Reproduce the deployment guide text between "The Arrow accelerator is an" and "spill is required.", inclusive, copying it word for word.

Start of GIVEN PASSAGE

Skip to content

Latest commit

 

History

History
69 lines (51 loc) · 5.5 KB

File metadata and controls

69 lines (51 loc) · 5.5 KB
title Arrow Data Accelerator Deployment Guide
sidebar_label Deployment Guide
description Operating guide for the Arrow (in-memory) data accelerator in production: memory sizing, indexes, and observability.
sidebar_position 10
pagination_prev
pagination_next
tags
data-accelerators
arrow
observability

Production operating guide for the Arrow in-memory data accelerator covering memory sizing, optional hash indexes, and observability.

Authentication & Secrets

The Arrow accelerator is an in-process, in-memory engine. There is no external storage and no authentication or secret management required.

Resilience & Durability

The Arrow accelerator is not durable. Data is held in RAM and is lost on process restart; every restart re-materializes the dataset from the source connector.

  • Crash recovery: None — on restart, the dataset is refreshed from scratch.
  • File modes: File-mode acceleration is rejected at startup; Arrow is memory-only. Use DuckDB, SQLite, PostgreSQL, or Cayenne when durability or spill is required.
  • Concurrency: Arrow reads are lock-free. Refresh cadence is controlled by the runtime refresh semaphore, not by the accelerator itself.

End of GIVEN PASSAGE
Start of GIVEN DATA

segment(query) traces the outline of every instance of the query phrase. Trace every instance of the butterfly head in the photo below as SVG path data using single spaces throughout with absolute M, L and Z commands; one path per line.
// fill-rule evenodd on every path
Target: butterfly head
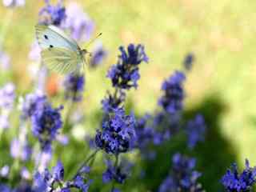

End of GIVEN DATA

YOUR RESPONSE ::
The Arrow accelerator is an in-process, in-memory engine. There is no external storage and no authentication or secret management required.

Resilience & Durability

The Arrow accelerator is not durable. Data is held in RAM and is lost on process restart; every restart re-materializes the dataset from the source connector.

  • Crash recovery: None — on restart, the dataset is refreshed from scratch.
  • File modes: File-mode acceleration is rejected at startup; Arrow is memory-only. Use DuckDB, SQLite, PostgreSQL, or Cayenne when durability or spill is required.